Brief =
Please copy the lines of the listing below, beginning at the line that contains "Kindly provide the mask of every instance of the naval" and stopping after the line that contains "[[242,197],[271,197],[275,195],[262,185],[234,186]]". Reproduce each line character for character.
* Start Material *
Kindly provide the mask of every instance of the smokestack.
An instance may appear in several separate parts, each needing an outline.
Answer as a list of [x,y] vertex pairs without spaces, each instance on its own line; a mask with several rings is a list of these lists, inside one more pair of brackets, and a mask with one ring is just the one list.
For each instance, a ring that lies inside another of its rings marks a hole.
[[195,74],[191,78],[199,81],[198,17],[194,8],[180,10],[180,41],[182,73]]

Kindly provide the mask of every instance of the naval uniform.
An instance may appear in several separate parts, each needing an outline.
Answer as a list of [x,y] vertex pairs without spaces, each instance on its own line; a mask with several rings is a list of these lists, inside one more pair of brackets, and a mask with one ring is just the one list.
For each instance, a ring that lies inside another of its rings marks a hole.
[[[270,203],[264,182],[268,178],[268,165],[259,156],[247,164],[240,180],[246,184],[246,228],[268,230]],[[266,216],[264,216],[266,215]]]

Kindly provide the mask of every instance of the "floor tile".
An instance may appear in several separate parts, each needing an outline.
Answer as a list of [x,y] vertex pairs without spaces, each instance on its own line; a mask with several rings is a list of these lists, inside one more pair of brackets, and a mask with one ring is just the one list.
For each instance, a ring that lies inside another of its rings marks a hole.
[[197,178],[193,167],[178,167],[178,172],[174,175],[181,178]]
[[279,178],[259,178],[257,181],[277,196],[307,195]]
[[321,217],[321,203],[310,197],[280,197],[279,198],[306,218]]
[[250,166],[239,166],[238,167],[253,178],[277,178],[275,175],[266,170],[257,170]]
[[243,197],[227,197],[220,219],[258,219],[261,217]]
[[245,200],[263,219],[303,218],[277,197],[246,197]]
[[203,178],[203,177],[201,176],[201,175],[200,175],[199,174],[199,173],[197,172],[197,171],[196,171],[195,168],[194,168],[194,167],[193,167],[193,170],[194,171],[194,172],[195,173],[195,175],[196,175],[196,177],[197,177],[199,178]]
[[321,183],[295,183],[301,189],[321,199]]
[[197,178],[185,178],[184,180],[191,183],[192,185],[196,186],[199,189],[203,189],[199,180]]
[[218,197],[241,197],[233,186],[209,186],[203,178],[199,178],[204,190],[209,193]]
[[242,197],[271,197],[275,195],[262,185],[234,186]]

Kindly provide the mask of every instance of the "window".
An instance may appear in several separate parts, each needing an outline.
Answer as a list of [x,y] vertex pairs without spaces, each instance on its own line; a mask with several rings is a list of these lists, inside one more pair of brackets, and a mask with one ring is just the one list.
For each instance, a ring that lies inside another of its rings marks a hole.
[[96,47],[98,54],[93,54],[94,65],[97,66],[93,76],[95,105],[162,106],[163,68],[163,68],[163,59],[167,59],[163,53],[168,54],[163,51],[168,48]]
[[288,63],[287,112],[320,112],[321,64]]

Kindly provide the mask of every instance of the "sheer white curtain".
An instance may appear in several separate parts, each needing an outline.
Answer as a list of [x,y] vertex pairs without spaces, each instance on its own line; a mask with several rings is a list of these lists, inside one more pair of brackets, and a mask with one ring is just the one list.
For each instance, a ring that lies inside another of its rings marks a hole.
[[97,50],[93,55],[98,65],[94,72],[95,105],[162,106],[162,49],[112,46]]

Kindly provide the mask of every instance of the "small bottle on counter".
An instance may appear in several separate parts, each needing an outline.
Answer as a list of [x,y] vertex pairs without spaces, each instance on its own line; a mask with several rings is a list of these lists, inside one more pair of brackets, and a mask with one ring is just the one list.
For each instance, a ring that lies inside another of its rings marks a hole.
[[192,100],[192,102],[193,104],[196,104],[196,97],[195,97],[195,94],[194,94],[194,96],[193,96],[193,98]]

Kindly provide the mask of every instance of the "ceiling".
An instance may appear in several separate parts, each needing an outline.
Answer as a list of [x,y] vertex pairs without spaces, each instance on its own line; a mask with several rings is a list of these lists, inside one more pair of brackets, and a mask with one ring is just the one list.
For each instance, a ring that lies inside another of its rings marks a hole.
* End Material *
Answer for the task =
Kindly provide the mask of every instance of the naval uniform.
An instance may appear in several separate parts, each needing an outline.
Answer as a list of [x,y] vertex pairs without spaces, each instance on its own line; a mask with several rings is a list of these lists, inside one more pair of brackets, and a mask with one ring is just the one list.
For each instance, a ring that lies inside another of its rings marks a hole.
[[[270,203],[264,182],[268,178],[268,165],[259,156],[247,164],[240,180],[246,184],[246,228],[268,230]],[[266,216],[264,216],[266,215]]]

Kindly provide the mask of every instance of the "floor tile".
An instance may appear in several separate parts, each needing an outline.
Answer as a list of [x,y] vertex pairs without spaces, each instance on its own line; a mask with several rings is a list of these lists, inside one more pair of brackets, and a mask with one ring is just the one list.
For each instance, a ring that lies inside another of its rings marks a hole.
[[197,178],[193,167],[178,167],[178,172],[174,175],[181,178]]
[[279,178],[259,178],[257,181],[277,196],[307,195]]
[[321,217],[321,203],[310,197],[280,197],[279,198],[306,218]]
[[250,166],[239,166],[238,167],[253,178],[277,178],[275,175],[266,170],[257,170]]
[[243,197],[227,197],[220,219],[258,219],[261,217]]
[[245,200],[263,219],[303,218],[277,197],[246,197]]
[[203,178],[203,177],[201,176],[201,175],[200,175],[199,174],[199,173],[197,172],[197,171],[196,171],[195,168],[194,168],[194,167],[193,167],[193,170],[194,171],[194,172],[195,173],[195,175],[196,175],[196,177],[197,177],[199,178]]
[[321,183],[295,183],[301,189],[321,199]]
[[197,178],[185,178],[184,180],[191,183],[192,185],[196,186],[199,189],[203,189],[199,180]]
[[218,197],[241,197],[233,186],[209,186],[203,178],[199,178],[204,190],[209,193]]
[[242,197],[271,197],[275,195],[262,185],[234,186]]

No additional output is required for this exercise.